Aim of the task:
Find the string "below" in the records and copy each line where it occurs.

(Saved entries)
---

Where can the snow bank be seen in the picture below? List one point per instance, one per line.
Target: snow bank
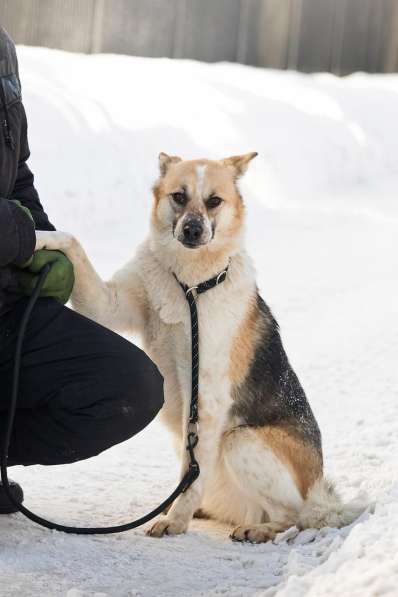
(323, 221)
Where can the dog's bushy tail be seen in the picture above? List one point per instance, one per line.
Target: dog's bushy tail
(323, 507)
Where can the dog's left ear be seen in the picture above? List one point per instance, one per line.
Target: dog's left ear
(166, 160)
(239, 163)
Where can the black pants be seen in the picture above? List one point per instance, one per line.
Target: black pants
(82, 387)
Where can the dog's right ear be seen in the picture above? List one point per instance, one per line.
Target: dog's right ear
(166, 160)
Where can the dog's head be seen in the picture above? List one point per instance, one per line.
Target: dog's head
(197, 203)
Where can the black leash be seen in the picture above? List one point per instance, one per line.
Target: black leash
(192, 437)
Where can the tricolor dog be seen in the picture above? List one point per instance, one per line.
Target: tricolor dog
(259, 445)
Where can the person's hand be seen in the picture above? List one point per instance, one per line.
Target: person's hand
(59, 281)
(53, 240)
(25, 209)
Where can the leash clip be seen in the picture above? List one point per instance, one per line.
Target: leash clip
(191, 291)
(221, 277)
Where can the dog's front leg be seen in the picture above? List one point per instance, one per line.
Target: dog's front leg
(181, 512)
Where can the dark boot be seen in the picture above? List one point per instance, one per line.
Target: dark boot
(6, 507)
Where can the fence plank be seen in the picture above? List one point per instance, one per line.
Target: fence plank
(266, 32)
(354, 54)
(139, 27)
(209, 30)
(51, 23)
(316, 35)
(389, 35)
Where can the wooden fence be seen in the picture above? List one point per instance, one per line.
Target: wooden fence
(340, 36)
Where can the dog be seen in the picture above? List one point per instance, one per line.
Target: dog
(259, 446)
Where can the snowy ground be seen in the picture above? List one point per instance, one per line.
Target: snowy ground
(323, 224)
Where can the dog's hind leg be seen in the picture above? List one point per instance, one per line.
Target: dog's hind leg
(273, 471)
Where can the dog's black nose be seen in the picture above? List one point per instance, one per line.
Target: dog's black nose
(193, 230)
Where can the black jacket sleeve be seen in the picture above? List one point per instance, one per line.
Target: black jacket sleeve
(17, 234)
(24, 189)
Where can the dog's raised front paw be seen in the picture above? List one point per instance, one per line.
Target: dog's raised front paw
(165, 526)
(257, 533)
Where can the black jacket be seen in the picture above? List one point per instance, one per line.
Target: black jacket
(17, 235)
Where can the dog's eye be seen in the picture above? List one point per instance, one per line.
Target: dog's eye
(213, 202)
(179, 198)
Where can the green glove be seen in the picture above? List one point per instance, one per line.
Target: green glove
(27, 211)
(60, 279)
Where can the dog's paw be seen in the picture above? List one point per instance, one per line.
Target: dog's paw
(165, 526)
(257, 533)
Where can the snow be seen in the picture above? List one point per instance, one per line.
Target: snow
(322, 229)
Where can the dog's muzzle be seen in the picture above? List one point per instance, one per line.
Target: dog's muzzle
(192, 232)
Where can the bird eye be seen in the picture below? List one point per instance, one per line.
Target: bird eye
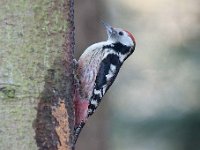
(121, 33)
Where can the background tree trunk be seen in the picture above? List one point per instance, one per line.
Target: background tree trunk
(35, 56)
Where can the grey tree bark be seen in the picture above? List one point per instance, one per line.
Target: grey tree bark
(36, 52)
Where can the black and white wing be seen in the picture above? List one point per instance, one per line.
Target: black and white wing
(108, 70)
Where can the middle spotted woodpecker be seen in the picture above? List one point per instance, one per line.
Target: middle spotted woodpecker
(96, 71)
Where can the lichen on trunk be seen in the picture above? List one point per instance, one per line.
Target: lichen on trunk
(36, 52)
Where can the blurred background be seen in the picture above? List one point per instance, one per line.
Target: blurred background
(154, 102)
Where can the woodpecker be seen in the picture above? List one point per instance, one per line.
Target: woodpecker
(96, 71)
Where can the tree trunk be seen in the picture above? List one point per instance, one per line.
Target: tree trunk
(36, 67)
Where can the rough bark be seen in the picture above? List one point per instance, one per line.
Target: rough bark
(36, 46)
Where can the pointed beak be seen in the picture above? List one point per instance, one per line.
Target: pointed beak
(109, 29)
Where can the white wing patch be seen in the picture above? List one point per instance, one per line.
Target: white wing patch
(111, 72)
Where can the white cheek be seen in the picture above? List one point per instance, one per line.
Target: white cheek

---

Reply to the task:
Where can the snow bank be seen in the picture below? List one point per instance, one per line.
Where can the bird eye be seen in the picture below? List one point per instance, one per line.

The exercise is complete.